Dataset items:
"""

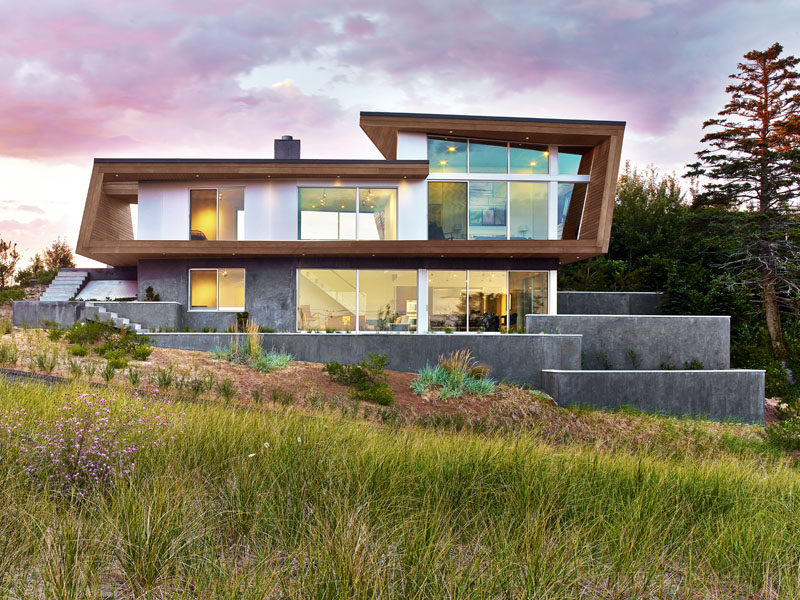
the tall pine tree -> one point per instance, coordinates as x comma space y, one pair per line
752, 161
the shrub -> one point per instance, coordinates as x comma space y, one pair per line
226, 389
90, 442
55, 334
282, 397
6, 326
455, 375
271, 361
8, 353
784, 434
74, 368
8, 295
368, 378
163, 377
108, 371
45, 359
141, 352
78, 350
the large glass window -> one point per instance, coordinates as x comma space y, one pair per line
203, 214
447, 300
528, 210
571, 197
216, 214
377, 214
339, 213
574, 161
447, 155
487, 300
326, 299
231, 214
216, 289
488, 157
327, 213
487, 210
528, 296
529, 159
447, 210
387, 300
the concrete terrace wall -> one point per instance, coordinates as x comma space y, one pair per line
719, 395
147, 314
150, 315
656, 340
609, 303
30, 314
517, 358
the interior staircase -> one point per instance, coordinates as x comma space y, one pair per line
65, 285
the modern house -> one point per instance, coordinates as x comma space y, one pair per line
461, 228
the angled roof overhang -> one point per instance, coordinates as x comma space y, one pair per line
382, 128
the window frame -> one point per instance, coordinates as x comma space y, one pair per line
358, 189
218, 307
216, 200
357, 290
507, 314
553, 178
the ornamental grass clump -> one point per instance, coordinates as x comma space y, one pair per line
90, 443
456, 374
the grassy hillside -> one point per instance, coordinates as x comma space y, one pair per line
281, 504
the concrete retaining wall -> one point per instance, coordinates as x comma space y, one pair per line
656, 340
719, 395
30, 314
150, 315
518, 358
609, 303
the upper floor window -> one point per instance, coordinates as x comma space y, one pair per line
339, 213
216, 214
449, 155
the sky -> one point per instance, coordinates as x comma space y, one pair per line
220, 78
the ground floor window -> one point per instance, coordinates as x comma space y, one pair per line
366, 300
484, 300
216, 289
330, 299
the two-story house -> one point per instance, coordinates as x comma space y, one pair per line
461, 228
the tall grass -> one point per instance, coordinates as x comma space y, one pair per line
251, 504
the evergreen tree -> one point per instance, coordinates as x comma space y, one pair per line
58, 255
752, 161
8, 262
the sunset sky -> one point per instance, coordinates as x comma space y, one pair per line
215, 78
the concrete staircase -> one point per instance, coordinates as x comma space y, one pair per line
65, 285
106, 315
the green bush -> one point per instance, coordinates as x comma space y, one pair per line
8, 353
141, 352
368, 378
78, 350
8, 295
6, 326
784, 434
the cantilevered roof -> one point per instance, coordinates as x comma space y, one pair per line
382, 129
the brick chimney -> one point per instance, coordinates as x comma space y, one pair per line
287, 148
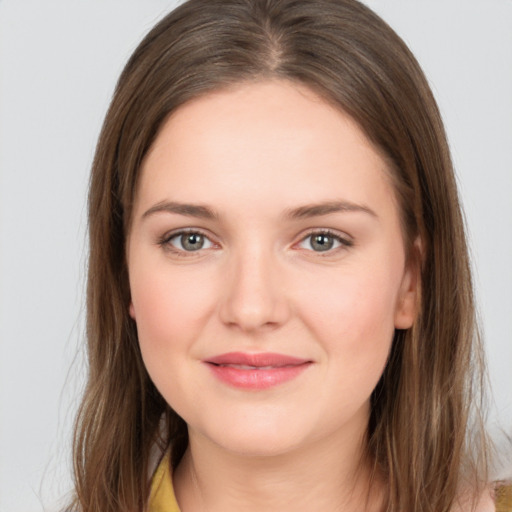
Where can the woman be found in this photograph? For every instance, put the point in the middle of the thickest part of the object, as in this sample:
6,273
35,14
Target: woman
280,311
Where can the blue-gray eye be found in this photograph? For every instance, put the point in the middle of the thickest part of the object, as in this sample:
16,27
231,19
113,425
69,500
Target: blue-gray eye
190,242
322,242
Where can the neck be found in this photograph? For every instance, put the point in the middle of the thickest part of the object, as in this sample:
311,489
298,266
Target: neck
327,475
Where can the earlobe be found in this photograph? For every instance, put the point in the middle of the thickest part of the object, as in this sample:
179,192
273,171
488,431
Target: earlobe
131,310
409,295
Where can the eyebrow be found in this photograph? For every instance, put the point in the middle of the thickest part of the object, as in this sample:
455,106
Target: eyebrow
317,210
301,212
189,210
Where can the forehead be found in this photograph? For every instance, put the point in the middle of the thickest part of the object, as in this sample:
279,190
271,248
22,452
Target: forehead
272,141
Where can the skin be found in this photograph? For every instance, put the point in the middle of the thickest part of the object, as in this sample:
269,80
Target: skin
252,154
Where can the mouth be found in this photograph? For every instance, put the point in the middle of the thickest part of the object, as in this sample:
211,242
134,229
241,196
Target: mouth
256,371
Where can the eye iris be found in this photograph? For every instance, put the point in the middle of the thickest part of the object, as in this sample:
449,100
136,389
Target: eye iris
192,241
322,242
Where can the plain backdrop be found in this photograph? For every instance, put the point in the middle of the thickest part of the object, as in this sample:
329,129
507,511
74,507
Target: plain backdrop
59,61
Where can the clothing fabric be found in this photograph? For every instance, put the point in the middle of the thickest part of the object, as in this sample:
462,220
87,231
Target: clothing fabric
162,498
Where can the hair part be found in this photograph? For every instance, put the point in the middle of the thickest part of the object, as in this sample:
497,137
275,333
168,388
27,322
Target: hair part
422,407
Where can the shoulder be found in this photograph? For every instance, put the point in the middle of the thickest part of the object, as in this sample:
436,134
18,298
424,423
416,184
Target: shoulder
485,503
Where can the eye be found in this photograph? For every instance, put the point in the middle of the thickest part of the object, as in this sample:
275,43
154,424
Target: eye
323,241
188,241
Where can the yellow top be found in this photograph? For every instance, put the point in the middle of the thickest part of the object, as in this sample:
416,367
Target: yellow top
162,497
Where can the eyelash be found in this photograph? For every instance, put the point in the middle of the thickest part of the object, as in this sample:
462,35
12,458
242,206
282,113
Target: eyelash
165,241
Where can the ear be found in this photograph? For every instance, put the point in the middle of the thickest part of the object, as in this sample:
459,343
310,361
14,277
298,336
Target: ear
409,294
131,310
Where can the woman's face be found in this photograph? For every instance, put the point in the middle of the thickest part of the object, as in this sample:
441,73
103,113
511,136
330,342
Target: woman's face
267,268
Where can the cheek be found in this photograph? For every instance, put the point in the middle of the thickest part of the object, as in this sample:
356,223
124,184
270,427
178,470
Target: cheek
170,310
353,317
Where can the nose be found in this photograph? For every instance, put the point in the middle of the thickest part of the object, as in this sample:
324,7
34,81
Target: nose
255,297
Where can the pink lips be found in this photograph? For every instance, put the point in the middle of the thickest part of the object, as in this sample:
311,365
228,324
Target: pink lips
256,371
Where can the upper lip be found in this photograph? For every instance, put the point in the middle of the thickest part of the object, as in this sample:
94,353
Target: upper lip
260,359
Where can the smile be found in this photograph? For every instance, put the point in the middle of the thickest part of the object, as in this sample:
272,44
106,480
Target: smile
256,371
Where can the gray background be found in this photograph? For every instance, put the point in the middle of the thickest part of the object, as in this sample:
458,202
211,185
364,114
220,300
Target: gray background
58,64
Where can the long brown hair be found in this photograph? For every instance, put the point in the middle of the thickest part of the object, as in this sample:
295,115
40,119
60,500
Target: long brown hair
422,409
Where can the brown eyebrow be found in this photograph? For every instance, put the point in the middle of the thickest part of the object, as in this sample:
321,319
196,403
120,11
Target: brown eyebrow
306,211
189,210
316,210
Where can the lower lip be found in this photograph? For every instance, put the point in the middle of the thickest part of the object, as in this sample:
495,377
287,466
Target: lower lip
257,379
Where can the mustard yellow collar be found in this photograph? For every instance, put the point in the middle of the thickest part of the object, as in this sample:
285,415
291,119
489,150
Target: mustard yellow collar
162,497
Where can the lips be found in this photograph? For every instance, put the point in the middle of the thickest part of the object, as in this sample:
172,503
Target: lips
256,371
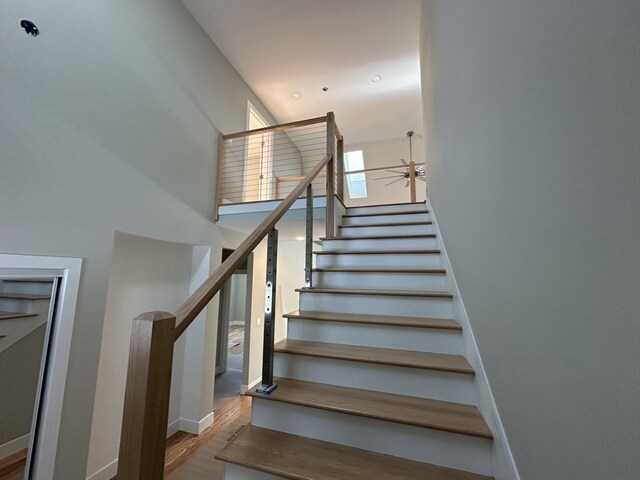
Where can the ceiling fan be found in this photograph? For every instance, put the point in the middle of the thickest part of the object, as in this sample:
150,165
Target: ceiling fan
398,176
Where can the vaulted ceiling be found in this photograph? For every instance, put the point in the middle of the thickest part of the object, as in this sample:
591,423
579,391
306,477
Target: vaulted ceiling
287,47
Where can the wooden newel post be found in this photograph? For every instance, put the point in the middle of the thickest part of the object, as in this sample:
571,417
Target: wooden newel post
330,180
146,403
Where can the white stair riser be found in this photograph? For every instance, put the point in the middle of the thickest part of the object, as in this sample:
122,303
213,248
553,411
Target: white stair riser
388,231
380,281
237,472
421,444
367,220
380,244
31,288
381,336
14,305
15,329
414,382
374,260
377,305
414,207
22,305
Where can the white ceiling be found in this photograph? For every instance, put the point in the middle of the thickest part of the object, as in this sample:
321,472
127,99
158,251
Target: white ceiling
285,46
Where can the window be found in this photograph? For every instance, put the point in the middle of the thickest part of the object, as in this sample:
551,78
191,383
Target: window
356,183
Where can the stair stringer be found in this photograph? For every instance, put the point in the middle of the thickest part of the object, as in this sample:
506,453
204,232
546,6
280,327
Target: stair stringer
503,461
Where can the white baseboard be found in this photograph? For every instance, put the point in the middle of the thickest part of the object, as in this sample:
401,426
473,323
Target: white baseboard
106,473
14,446
190,426
196,427
504,463
246,388
173,427
181,424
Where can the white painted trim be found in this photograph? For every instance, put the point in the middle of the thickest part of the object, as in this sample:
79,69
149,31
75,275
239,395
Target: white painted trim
68,269
173,427
14,446
503,461
194,426
106,473
246,388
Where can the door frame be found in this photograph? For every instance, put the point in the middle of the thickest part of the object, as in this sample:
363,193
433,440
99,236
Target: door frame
54,377
222,340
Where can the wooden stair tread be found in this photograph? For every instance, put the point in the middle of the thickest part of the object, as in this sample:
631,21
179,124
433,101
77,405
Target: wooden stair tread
403,224
356,215
419,412
380,237
384,356
25,296
438,323
386,293
302,458
10,315
424,202
382,270
432,251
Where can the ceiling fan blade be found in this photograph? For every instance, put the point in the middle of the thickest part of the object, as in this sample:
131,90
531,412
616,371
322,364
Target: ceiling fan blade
390,176
395,181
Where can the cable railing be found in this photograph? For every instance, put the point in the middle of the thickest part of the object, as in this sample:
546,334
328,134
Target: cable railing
146,404
267,163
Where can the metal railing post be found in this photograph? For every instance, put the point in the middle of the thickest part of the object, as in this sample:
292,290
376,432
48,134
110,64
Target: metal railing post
269,315
308,252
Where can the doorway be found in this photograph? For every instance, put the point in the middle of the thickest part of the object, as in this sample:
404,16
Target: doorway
37,302
233,335
258,172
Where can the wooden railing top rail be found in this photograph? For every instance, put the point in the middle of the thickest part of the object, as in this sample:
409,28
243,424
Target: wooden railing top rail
203,295
274,128
375,169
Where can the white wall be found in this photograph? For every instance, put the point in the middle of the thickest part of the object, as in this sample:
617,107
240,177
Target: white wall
381,154
108,122
138,282
532,112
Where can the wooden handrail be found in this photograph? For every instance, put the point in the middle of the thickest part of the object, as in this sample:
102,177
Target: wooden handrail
375,169
203,295
275,128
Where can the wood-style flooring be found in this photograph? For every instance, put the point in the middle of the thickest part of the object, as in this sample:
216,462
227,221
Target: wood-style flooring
12,467
191,457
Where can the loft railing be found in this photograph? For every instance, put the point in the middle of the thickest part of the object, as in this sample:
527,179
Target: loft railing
146,404
267,163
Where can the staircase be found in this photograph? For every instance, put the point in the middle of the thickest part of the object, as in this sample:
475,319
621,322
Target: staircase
24,306
372,381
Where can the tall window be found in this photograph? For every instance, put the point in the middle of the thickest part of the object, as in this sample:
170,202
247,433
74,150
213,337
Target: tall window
356,183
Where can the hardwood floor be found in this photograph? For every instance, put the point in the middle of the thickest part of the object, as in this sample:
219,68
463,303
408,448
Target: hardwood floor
191,457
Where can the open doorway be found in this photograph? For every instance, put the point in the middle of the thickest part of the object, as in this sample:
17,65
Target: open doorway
233,335
37,306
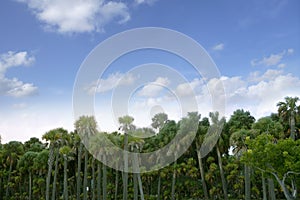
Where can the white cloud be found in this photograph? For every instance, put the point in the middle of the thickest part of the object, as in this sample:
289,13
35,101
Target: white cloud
273,59
188,89
218,47
290,51
112,81
77,16
12,86
19,105
154,88
281,65
33,121
149,2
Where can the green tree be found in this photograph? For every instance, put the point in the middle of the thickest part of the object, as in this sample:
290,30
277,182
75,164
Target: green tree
201,132
26,163
65,151
288,111
219,123
281,159
12,151
126,126
86,127
240,124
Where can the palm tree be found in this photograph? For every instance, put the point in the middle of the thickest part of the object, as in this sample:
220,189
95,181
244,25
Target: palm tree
12,151
240,124
136,144
26,163
126,126
202,130
65,150
288,111
158,122
53,136
219,123
237,141
86,127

"""

▸ **Description of the task**
Copy exactly the lines from the one containing "Where can the open" through the final line of the records above, both included, and leave out any pictures.

▸ **Written answer**
Where can the open doorway be found in this photograph? For every instance, put the point in the middle of the thickest part of the object, as in this sample:
17,65
Target: open doorway
233,335
37,306
Where can the white cloud be found in this photograph? For every instance, put the point in the middle of the thickest part of the object, as in this sample:
289,13
35,101
Target: white cloud
273,59
188,89
218,47
290,51
112,81
77,16
12,86
19,105
154,88
281,65
33,121
149,2
Where can the green tree be found in this photograph? For every instance, put the point in the middle of the thickest part of the object, as in this sample:
290,30
277,182
75,164
Target: green tree
201,132
26,163
65,151
288,111
219,123
281,159
12,151
126,126
86,127
240,124
Where can the palm tree be found in this photograph? For every instance, put the point in the middle of the thickest part of the object, as in this sample:
220,189
95,181
244,25
Target: palm tree
12,151
240,124
136,144
26,163
126,126
202,130
65,150
288,111
158,122
53,136
219,123
237,141
86,127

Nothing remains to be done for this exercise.